_YOUR TASK_
Transcribe the entries below exactly.

(Point annotation dataset records)
——

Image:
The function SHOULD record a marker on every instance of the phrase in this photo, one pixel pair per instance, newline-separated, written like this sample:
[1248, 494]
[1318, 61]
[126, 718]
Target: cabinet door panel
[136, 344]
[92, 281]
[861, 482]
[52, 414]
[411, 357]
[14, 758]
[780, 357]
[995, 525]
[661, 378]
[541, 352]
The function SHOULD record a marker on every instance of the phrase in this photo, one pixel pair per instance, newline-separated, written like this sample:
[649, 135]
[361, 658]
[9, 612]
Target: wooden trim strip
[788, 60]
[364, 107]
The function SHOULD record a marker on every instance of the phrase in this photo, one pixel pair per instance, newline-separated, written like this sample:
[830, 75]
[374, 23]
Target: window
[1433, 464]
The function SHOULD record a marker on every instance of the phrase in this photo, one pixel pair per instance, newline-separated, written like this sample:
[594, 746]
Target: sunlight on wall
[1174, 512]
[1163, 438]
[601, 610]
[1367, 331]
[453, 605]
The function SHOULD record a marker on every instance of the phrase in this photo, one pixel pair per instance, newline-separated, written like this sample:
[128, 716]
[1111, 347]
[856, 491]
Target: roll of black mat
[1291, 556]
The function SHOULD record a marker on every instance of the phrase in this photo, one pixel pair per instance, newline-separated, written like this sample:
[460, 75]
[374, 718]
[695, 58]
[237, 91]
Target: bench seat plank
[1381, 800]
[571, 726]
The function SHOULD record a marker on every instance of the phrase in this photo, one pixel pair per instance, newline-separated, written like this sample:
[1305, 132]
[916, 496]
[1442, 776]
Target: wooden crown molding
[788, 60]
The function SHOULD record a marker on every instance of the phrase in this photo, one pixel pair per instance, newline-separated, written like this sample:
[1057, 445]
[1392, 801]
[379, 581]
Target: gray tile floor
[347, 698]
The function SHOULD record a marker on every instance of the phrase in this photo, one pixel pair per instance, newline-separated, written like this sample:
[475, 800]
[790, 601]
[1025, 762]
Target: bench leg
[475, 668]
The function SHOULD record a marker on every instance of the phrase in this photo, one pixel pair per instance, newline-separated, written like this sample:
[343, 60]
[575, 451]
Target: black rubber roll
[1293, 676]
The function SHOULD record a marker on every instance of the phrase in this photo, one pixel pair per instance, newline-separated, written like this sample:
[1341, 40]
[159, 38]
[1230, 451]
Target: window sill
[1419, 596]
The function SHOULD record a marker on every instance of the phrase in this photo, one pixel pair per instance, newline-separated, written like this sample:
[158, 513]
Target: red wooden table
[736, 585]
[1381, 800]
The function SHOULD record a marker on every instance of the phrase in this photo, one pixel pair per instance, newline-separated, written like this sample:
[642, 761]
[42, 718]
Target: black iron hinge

——

_COMPLETE OUTPUT_
Image:
The function SHOULD record a marker on every instance of the phrase in this photo, one pixel pair per instance, newline-separated, written like this sample:
[1248, 494]
[1318, 61]
[126, 718]
Target: cabinet door panel
[136, 344]
[92, 281]
[861, 482]
[52, 414]
[411, 357]
[14, 758]
[780, 357]
[995, 525]
[661, 378]
[541, 352]
The function SHOULD record a marker on every instance of the phrase in this photo, one pixel pair per instance, newline-separated, written like this sample:
[649, 135]
[361, 658]
[9, 612]
Target: wooden trim strip
[788, 60]
[364, 107]
The function SHOULD record a marker on every instance of the phrase in this photo, one pixel pair per instance, newline-separated, written like this sample:
[830, 75]
[374, 23]
Target: window
[1433, 464]
The function SHOULD record a marker on every instance of the phrase in this photo, one pixel pair per instance, newline-separated, written like this sample:
[594, 746]
Target: sunlight on wall
[1174, 512]
[1163, 438]
[601, 610]
[1367, 331]
[453, 605]
The function SHOULD record a marker on every instance of the phrase in this photo, one pixel pair per instance, newline-separated, written like this sample:
[128, 716]
[1111, 347]
[856, 491]
Target: roll of black mat
[1291, 556]
The function SHOULD record a marker on every instance of the phrase in this photo, one pixel pair per instance, newline-separated, written like this sample:
[460, 75]
[374, 718]
[695, 58]
[237, 91]
Target: bench seat plank
[1381, 800]
[571, 726]
The function SHOULD record a marker on every instance of the phrase in this photo, one pixel pair per instance, newline-separated, written like this sample:
[1305, 132]
[916, 496]
[1442, 776]
Target: wooden crown molding
[788, 60]
The function SHOULD record a marker on every instance of the phrase in this photo, one pixel pair per instance, newline-separated, written like this sample:
[1057, 445]
[1392, 801]
[379, 581]
Target: gray tile floor
[347, 698]
The function SHOULD record a marker on every instance of the phrase in this photo, one pixel pair per instance, newline-separated, written like this sample:
[475, 800]
[790, 601]
[1025, 762]
Target: bench leg
[475, 668]
The function SHOULD record a marker on every instance of the phrase in this photo, one pixel pair per instance, newline-separated, written like this sample:
[343, 60]
[575, 451]
Target: black rubber roll
[1293, 676]
The function SHOULD record a marker on every instance of the phrase in this photo, one pixel pair per instance, newline-separated, written like this sample:
[1341, 40]
[159, 38]
[1230, 451]
Target: window sill
[1419, 596]
The function SHOULD record a marker on every instance of the phrase in this photo, one pixel pair per instance, newline-separated, written like this sample:
[158, 513]
Target: red wooden table
[736, 585]
[1381, 800]
The function SHOULD record a marker on every instance of the phrase in this photo, one pixel pair per instance, newline-separated, written like this sample:
[642, 761]
[42, 718]
Target: black iron hinge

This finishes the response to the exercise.